▸ What you need to do
According to the text on predict.mbcfit, why does the function perform checks before it assigns new data points to clusters? Answer in one to three sentences.

▸ Text to read
[START]

The predict.mbcfit function utilizes the parameters of a previously fitted mbcfit model to allocate new data points to estimated clusters. The function performs necessary checks to ensure the mbcfit model returns valid estimates and the dimensionality of the new data aligns with the model.
The mbcfit object must contain a component named params, which is itself a list containing the following necessary elements, for a mixture model with K components:
proportions
A numeric vector of length K, with elements summing to 1, representing cluster proportions.
mean
A numeric matrix of dimensions c(P, K), representing cluster centers.
cov
A numeric array of dimensions c(P, P, K), representing cluster covariance matrices.
Data dimensionality is P, and new data dimensionality must match (ncol(data) must be equal to P) or otherwise the function terminates with an error message.
The predicted clustering is obtained as the MAP estimator using posterior weights of a Gaussian mixture model parametrized at params.
Denoting with \(z(x)\) the predicted cluster label for point \(x\), and with \(\phi\) the (multivariate) Gaussian density:
$$z(x) = \underset{k=\{1,\ldots,K\}}{\arg\,\max} \frac{\pi_k\phi(x, \mu_k, \Sigma_k)}{\sum_{j=1}^K \pi_j\phi(x, \mu_j, \Sigma_j)}$$

[END]

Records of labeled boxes
[START]

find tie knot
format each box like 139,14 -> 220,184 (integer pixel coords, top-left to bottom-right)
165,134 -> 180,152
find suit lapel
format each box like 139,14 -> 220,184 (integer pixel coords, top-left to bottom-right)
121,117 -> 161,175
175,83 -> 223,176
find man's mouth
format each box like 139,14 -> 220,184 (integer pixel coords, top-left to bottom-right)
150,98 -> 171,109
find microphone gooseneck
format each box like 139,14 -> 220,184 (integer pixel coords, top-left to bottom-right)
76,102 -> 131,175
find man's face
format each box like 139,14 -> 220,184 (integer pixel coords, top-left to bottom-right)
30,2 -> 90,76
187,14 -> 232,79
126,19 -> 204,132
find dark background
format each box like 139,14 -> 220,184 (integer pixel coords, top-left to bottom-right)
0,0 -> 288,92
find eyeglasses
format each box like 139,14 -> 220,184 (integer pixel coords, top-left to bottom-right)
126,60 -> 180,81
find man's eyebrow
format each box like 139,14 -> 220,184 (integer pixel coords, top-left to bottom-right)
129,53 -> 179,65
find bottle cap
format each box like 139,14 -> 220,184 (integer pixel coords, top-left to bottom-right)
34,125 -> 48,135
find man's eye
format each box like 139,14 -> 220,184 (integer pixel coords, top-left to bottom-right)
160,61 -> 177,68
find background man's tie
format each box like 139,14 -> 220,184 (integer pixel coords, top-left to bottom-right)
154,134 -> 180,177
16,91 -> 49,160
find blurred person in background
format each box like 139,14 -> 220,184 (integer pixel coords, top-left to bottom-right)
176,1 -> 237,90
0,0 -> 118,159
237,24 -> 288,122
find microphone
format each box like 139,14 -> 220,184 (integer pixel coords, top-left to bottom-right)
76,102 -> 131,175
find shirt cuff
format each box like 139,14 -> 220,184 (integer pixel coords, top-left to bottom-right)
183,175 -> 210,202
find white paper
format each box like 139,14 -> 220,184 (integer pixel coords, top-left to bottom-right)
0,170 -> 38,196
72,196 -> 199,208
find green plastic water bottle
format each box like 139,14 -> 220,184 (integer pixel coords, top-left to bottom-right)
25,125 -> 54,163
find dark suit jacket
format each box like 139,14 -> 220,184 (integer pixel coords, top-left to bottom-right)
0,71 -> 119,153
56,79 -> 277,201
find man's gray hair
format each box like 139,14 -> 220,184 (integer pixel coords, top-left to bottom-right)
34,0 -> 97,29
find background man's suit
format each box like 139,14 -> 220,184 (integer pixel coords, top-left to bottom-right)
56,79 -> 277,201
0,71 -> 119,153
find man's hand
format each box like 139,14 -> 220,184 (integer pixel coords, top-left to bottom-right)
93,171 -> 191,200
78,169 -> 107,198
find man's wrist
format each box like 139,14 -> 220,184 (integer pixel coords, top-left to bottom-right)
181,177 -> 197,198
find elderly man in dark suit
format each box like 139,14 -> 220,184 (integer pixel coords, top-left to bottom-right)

[END]

▸ Problem solution
The function performs these checks to ensure that the mbcfit model returns valid estimates and that the dimensionality of the new data matches the model. In particular, ncol(data) must equal P, the data dimensionality; otherwise the function terminates with an error message.